## Work task
Go over the entries and report the lines where the word "below" occurs.

Photo-based referring expression data:
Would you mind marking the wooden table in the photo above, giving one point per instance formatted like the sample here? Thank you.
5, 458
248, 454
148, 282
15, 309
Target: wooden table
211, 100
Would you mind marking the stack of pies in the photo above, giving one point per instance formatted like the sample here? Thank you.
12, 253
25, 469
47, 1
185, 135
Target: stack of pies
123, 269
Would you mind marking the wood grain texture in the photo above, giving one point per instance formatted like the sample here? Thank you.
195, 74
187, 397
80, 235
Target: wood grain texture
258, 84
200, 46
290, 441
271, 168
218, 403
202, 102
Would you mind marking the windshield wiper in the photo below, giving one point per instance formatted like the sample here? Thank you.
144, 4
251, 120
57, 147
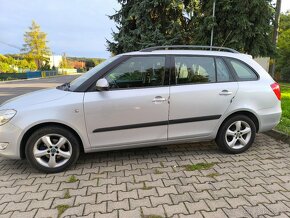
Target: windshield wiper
65, 86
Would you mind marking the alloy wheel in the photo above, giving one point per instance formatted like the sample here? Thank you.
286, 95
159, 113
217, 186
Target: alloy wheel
238, 134
52, 150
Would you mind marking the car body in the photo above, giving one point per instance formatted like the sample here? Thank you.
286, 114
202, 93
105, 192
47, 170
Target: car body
149, 97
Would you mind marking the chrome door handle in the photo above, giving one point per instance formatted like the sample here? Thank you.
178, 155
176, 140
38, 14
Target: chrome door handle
225, 92
158, 100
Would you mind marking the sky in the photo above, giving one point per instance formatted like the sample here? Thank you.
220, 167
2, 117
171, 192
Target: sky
75, 27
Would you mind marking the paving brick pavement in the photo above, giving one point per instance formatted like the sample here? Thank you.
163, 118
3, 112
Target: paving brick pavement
153, 181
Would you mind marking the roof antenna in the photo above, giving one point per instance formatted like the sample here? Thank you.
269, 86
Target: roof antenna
226, 39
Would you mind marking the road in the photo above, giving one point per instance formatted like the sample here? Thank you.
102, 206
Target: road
150, 182
14, 88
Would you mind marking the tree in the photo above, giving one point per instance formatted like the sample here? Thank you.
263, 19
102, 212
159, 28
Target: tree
283, 49
89, 64
36, 45
64, 62
243, 25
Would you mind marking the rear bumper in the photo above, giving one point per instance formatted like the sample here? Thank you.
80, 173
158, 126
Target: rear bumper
268, 119
10, 134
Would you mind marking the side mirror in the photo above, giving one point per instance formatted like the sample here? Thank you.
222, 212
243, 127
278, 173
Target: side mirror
102, 85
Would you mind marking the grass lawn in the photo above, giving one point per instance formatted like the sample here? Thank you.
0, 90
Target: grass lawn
284, 125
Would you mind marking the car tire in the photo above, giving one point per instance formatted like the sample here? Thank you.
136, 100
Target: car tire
236, 134
52, 149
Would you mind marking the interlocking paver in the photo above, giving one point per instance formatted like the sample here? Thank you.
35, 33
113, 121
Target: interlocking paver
130, 213
35, 204
106, 197
197, 206
175, 209
92, 208
236, 212
20, 206
18, 214
259, 210
160, 200
136, 203
157, 211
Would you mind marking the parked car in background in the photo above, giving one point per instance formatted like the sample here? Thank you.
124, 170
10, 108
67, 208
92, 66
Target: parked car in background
159, 95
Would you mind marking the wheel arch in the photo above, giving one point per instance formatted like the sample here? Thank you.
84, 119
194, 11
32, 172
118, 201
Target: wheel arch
40, 125
249, 114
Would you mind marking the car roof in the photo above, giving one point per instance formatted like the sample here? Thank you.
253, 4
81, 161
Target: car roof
190, 52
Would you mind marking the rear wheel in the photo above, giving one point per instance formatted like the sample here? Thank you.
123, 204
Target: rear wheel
236, 134
52, 149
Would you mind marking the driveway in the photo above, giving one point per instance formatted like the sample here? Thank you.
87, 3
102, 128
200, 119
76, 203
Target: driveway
182, 180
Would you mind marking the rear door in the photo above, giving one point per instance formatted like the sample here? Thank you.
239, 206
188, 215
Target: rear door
134, 109
201, 91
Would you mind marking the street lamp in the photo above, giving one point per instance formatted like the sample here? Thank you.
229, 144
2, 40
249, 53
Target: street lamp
213, 15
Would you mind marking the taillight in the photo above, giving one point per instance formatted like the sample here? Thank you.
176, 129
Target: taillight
276, 89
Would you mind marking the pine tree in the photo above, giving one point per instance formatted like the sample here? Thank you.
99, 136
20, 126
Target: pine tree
36, 45
243, 25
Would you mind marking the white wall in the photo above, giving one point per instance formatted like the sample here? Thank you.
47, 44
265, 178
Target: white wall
54, 60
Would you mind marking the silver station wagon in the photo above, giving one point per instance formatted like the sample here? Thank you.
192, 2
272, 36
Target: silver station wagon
159, 95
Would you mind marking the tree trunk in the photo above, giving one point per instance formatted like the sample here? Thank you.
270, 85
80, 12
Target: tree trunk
275, 34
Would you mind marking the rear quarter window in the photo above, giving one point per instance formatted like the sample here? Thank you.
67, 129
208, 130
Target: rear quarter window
243, 72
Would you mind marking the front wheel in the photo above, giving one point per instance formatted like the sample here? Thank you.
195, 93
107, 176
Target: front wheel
52, 149
236, 134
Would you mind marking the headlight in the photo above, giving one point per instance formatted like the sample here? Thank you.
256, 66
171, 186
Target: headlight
6, 115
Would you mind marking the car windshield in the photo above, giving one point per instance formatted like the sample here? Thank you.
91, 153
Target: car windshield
78, 81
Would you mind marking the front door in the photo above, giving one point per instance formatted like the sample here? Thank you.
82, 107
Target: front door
134, 109
202, 90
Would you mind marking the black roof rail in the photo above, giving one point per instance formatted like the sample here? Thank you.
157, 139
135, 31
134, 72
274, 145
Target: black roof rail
192, 47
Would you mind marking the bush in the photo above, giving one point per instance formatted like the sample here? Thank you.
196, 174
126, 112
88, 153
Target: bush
285, 73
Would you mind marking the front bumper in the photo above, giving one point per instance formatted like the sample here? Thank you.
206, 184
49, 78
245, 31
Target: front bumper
10, 134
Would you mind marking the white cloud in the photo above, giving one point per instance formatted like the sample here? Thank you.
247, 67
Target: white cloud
77, 27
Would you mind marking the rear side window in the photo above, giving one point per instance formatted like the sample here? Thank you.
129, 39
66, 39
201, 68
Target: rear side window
243, 72
194, 69
138, 72
223, 73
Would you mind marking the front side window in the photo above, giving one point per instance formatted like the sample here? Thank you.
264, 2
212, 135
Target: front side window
223, 73
138, 72
242, 71
194, 70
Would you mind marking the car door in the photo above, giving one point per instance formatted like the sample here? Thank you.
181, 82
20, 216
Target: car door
202, 90
135, 108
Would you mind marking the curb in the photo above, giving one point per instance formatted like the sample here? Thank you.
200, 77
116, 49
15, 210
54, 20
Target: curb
17, 80
278, 136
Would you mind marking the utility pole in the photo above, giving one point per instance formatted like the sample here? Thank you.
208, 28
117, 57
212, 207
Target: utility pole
275, 34
213, 16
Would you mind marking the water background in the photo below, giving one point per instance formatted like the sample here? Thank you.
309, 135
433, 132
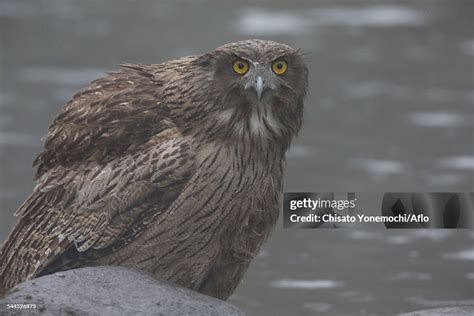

## Exercise result
Would you mind marking the windshield wiper in the photo below, giving one point per instance formatted like the sample here? Thank you.
Would you mind marking the water background in the photo below, giving one point per instance formatted like the sample here? Thank you.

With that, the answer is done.